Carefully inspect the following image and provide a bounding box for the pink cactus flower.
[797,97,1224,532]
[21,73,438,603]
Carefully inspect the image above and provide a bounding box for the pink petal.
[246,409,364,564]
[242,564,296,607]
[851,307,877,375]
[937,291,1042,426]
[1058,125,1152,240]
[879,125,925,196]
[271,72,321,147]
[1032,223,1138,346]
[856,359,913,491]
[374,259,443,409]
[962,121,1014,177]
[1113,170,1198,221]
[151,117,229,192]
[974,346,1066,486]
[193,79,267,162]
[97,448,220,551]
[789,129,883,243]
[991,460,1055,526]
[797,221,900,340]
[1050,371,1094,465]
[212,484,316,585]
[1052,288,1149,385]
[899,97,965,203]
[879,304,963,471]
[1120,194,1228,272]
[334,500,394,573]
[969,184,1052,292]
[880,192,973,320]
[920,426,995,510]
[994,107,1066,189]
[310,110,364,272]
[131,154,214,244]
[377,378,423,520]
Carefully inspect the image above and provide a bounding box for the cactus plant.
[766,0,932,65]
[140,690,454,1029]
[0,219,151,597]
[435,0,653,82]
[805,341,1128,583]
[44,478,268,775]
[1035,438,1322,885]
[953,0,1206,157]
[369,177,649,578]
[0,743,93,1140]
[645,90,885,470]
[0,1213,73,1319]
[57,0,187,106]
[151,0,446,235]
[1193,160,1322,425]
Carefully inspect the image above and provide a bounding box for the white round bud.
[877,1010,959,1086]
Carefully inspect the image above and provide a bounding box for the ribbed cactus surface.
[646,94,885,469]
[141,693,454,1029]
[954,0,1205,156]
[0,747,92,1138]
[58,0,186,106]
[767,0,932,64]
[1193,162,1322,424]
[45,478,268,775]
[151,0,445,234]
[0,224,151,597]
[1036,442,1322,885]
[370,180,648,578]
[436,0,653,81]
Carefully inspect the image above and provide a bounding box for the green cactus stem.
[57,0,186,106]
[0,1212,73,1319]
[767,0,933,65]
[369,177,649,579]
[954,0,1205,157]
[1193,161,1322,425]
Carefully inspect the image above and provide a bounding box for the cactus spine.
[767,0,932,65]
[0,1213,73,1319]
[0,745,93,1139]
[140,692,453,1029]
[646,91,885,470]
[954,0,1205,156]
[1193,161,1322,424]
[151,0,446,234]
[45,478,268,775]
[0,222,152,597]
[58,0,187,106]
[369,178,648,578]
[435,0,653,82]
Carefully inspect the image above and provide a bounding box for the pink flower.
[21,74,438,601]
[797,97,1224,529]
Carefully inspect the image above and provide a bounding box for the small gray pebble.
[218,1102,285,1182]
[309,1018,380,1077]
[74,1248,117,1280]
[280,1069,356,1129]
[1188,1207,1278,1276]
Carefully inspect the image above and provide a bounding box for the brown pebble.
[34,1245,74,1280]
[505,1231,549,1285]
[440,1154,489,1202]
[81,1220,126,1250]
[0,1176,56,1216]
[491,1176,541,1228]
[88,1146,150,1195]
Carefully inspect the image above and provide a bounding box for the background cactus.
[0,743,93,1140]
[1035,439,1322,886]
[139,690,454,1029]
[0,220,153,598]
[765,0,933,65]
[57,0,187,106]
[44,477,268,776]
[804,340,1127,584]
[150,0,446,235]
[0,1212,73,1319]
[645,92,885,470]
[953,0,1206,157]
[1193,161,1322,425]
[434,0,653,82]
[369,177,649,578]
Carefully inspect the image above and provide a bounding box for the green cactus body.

...

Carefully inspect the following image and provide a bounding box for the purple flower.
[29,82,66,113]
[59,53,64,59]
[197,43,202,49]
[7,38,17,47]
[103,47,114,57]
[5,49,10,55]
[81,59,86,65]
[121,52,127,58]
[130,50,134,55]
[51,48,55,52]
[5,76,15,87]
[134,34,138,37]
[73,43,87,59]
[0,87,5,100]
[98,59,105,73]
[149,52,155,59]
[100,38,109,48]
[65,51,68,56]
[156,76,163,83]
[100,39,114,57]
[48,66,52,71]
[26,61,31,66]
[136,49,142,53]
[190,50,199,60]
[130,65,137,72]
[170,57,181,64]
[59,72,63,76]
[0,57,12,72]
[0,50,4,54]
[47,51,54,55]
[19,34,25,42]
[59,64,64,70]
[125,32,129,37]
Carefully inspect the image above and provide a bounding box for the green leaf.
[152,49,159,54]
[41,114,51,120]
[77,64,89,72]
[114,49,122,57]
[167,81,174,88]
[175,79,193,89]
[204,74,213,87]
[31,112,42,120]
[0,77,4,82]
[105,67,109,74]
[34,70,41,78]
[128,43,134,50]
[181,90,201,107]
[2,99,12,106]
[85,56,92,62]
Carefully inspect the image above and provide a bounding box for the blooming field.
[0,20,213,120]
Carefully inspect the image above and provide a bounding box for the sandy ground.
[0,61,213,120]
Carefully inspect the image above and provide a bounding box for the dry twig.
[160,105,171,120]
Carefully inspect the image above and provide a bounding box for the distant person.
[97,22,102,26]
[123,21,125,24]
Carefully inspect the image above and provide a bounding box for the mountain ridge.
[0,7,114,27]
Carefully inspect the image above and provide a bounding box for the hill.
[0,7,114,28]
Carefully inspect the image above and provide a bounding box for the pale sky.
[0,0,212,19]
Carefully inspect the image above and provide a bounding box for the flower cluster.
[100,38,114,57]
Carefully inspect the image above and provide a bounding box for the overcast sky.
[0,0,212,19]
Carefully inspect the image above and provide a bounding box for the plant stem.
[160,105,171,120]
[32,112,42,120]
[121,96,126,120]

# Your instructions
Please reproduce the lines from the line with "the pink flower." to the line with "green cactus body.", both ends included, exactly as they appear above.

# Result of this exercise
Carefully inspect the image above and provide a bounding box for the pink flower.
[21,74,438,601]
[797,97,1224,529]
Carefully inspect the image above and provide a bounding box for the small gray pebble.
[218,1102,285,1182]
[309,1018,380,1077]
[74,1248,117,1280]
[280,1069,356,1129]
[1188,1207,1278,1276]
Carefully inspect the image above and provide a bounding box for the brown pebble.
[34,1245,74,1280]
[505,1231,549,1285]
[440,1154,489,1202]
[81,1220,126,1250]
[0,1176,56,1216]
[491,1176,541,1228]
[88,1146,150,1195]
Carefully inspect the image above and provide a bounding box for the background cactus.
[0,743,93,1140]
[1035,439,1322,886]
[139,690,454,1029]
[0,220,153,598]
[765,0,933,65]
[57,0,187,106]
[44,477,268,776]
[804,340,1127,584]
[150,0,446,235]
[0,1212,73,1319]
[645,92,885,470]
[953,0,1206,157]
[1193,161,1322,425]
[434,0,653,82]
[369,177,649,578]
Carefully inspect the image above and provide a bounding box for the green cactus body.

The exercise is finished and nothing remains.